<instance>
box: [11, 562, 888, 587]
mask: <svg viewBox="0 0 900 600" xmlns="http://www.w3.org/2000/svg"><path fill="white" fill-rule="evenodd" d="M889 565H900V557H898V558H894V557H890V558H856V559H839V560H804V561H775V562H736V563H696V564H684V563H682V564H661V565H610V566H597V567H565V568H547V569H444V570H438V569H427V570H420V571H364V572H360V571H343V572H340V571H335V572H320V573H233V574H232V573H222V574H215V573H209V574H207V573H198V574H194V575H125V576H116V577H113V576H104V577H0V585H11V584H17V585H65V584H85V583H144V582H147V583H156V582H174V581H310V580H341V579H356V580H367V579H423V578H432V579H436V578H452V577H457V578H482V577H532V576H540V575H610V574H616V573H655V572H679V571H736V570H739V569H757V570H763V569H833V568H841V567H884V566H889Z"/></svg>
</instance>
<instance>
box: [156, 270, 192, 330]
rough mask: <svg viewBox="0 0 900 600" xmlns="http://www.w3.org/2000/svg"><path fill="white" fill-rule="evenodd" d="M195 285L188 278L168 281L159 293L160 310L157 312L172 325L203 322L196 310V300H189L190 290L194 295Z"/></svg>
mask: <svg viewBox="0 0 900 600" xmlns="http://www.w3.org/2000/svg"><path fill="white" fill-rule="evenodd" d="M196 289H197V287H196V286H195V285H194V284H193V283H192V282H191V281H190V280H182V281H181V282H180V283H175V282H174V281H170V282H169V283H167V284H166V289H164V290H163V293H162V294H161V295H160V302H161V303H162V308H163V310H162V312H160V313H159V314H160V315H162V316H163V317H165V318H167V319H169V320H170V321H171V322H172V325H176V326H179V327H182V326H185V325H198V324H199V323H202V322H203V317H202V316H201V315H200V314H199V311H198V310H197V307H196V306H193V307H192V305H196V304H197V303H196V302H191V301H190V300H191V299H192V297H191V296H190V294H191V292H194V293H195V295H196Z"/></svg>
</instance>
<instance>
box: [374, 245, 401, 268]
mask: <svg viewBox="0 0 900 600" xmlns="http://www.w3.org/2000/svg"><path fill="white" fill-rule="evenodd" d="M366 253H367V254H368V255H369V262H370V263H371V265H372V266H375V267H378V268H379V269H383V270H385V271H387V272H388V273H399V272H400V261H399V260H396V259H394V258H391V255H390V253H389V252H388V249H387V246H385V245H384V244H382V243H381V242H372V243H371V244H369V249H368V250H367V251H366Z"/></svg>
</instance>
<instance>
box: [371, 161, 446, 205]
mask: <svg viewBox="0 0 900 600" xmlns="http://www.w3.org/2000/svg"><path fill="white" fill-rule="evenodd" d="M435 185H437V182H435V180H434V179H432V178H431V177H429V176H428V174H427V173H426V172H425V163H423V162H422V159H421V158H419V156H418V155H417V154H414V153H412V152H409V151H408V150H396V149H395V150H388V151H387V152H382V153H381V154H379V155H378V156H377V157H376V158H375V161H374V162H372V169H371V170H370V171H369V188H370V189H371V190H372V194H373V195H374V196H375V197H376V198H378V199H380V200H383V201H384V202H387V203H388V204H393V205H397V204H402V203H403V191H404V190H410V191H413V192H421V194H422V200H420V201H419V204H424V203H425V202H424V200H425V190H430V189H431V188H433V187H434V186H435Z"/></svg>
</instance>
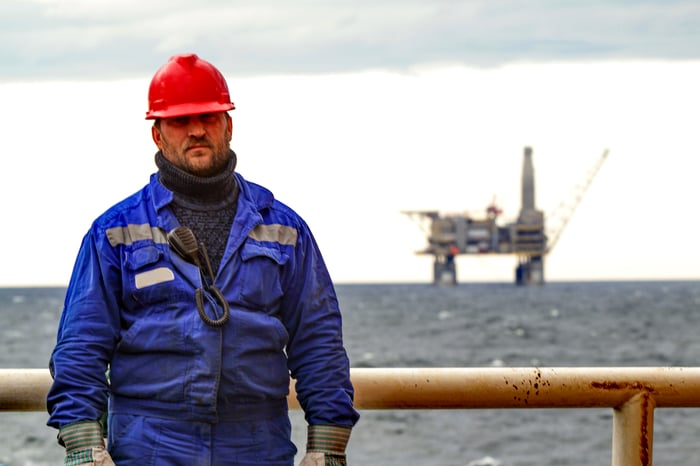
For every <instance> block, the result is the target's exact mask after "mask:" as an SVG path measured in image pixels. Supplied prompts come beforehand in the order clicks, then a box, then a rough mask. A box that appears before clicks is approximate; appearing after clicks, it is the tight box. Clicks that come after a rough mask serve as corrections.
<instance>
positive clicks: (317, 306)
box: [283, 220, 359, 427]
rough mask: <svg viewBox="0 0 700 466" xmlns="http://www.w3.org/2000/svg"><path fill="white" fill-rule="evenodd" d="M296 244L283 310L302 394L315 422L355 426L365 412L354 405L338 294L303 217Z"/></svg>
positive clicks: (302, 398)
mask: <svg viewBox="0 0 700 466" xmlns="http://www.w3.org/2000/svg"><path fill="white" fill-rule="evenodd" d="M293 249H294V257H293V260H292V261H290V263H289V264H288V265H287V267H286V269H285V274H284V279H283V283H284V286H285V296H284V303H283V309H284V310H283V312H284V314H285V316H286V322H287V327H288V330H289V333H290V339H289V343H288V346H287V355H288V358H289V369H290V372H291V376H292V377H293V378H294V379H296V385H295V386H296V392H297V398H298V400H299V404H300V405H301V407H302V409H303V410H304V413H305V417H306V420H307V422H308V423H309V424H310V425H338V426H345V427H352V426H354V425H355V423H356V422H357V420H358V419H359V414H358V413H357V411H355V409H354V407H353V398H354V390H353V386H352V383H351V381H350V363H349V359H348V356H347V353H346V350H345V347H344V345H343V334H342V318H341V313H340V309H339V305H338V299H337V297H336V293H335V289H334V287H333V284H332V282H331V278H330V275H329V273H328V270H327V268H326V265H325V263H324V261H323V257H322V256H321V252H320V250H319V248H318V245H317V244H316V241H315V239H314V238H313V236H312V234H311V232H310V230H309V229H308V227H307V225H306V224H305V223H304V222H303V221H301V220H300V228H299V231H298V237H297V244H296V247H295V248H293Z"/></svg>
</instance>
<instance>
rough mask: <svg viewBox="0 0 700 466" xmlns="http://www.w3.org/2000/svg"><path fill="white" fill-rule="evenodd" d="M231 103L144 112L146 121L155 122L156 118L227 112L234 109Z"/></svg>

#### [Task requirements]
Could you give all the records again, exactly, minus the pictures?

#### [Output for this task]
<instance>
box: [11, 562, 888, 587]
mask: <svg viewBox="0 0 900 600" xmlns="http://www.w3.org/2000/svg"><path fill="white" fill-rule="evenodd" d="M889 565H900V557H898V558H894V557H890V558H856V559H839V560H804V561H775V562H736V563H696V564H684V563H682V564H661V565H610V566H597V567H565V568H547V569H444V570H438V569H427V570H420V571H364V572H360V571H343V572H340V571H335V572H320V573H233V574H232V573H222V574H215V573H209V574H207V573H198V574H194V575H125V576H116V577H113V576H104V577H0V585H11V584H17V585H65V584H85V583H144V582H147V583H156V582H174V581H310V580H341V579H356V580H367V579H423V578H432V579H436V578H452V577H457V578H482V577H532V576H540V575H610V574H616V573H655V572H679V571H736V570H739V569H757V570H763V569H833V568H841V567H884V566H889Z"/></svg>
</instance>
<instance>
box: [156, 270, 192, 330]
rough mask: <svg viewBox="0 0 900 600" xmlns="http://www.w3.org/2000/svg"><path fill="white" fill-rule="evenodd" d="M195 285L188 278L168 281L159 293L160 310L157 312L172 325L203 322L196 310V300H189L190 290L194 295Z"/></svg>
mask: <svg viewBox="0 0 900 600" xmlns="http://www.w3.org/2000/svg"><path fill="white" fill-rule="evenodd" d="M196 289H197V287H196V286H195V285H194V284H193V283H192V282H191V281H190V280H182V281H181V282H180V283H175V282H174V281H170V282H169V283H167V284H166V289H164V290H163V293H162V294H161V295H160V302H161V303H162V308H163V310H162V312H160V313H159V314H160V315H162V316H163V317H165V318H167V319H169V320H170V321H171V322H172V325H176V326H179V327H182V326H185V325H198V324H199V323H202V322H203V317H202V316H201V315H200V314H199V311H198V310H197V307H196V306H193V307H192V305H196V304H197V303H196V302H191V301H190V300H191V299H192V297H191V296H190V294H191V292H194V293H195V295H196Z"/></svg>
</instance>
<instance>
box: [374, 245, 401, 268]
mask: <svg viewBox="0 0 900 600" xmlns="http://www.w3.org/2000/svg"><path fill="white" fill-rule="evenodd" d="M366 253H367V254H368V255H369V262H370V263H371V265H372V266H375V267H378V268H379V269H383V270H385V271H387V272H388V273H399V272H400V261H399V260H396V259H394V258H391V255H390V253H389V252H388V249H387V246H385V245H384V244H382V243H381V242H372V243H371V244H369V249H368V250H367V251H366Z"/></svg>
</instance>
<instance>
box: [371, 161, 446, 205]
mask: <svg viewBox="0 0 900 600" xmlns="http://www.w3.org/2000/svg"><path fill="white" fill-rule="evenodd" d="M435 185H437V182H435V180H434V179H432V178H431V177H429V176H428V174H427V173H426V172H425V163H423V162H422V159H421V158H419V156H418V155H417V154H414V153H412V152H409V151H408V150H396V149H395V150H388V151H387V152H382V153H381V154H379V155H378V156H377V157H376V158H375V161H374V162H372V169H371V170H370V171H369V188H370V189H371V190H372V194H373V195H374V196H375V197H376V198H378V199H380V200H383V201H384V202H387V203H388V204H393V205H397V204H402V203H403V191H404V190H410V191H413V192H421V194H422V200H420V201H419V204H424V203H425V202H424V200H425V190H430V189H431V188H433V187H434V186H435Z"/></svg>
</instance>
For every <instance> block, the result is the target's exact mask after "mask:" as an SVG path measured in image pixels. Supplied prompts come beforehand in the order clicks, then a box, then a rough mask. A box that appears before clicks is approximate; appearing after clicks, it is the tight box. Clicks that come after a rough mask serve as corrections.
<instance>
positive clicks: (317, 306)
box: [283, 220, 359, 427]
rough mask: <svg viewBox="0 0 700 466" xmlns="http://www.w3.org/2000/svg"><path fill="white" fill-rule="evenodd" d="M296 244L283 310L302 394L315 422L355 426L365 412L354 405L338 294L303 217Z"/></svg>
positive clicks: (302, 398)
mask: <svg viewBox="0 0 700 466" xmlns="http://www.w3.org/2000/svg"><path fill="white" fill-rule="evenodd" d="M293 249H294V257H293V260H292V261H290V263H289V264H288V265H287V267H286V269H285V274H284V279H283V283H284V286H285V296H284V303H283V309H284V310H283V312H284V314H285V316H286V322H287V327H288V330H289V333H290V339H289V343H288V346H287V355H288V358H289V369H290V372H291V376H292V377H293V378H294V379H296V385H295V386H296V392H297V398H298V400H299V404H300V405H301V407H302V409H303V410H304V413H305V417H306V420H307V422H308V423H309V424H310V425H338V426H345V427H352V426H354V425H355V423H356V422H357V420H358V419H359V414H358V413H357V411H355V409H354V407H353V398H354V390H353V386H352V383H351V381H350V363H349V359H348V356H347V353H346V350H345V347H344V345H343V334H342V318H341V313H340V309H339V305H338V299H337V297H336V293H335V289H334V287H333V284H332V282H331V278H330V275H329V273H328V270H327V268H326V265H325V263H324V261H323V257H322V256H321V252H320V250H319V248H318V245H317V244H316V241H315V239H314V238H313V236H312V234H311V232H310V230H309V229H308V227H307V225H306V224H305V223H304V222H303V221H301V220H300V228H299V231H298V237H297V244H296V247H295V248H293Z"/></svg>
</instance>
<instance>
rough mask: <svg viewBox="0 0 700 466" xmlns="http://www.w3.org/2000/svg"><path fill="white" fill-rule="evenodd" d="M231 103L144 112L146 121L155 122L156 118L227 112L234 109Z"/></svg>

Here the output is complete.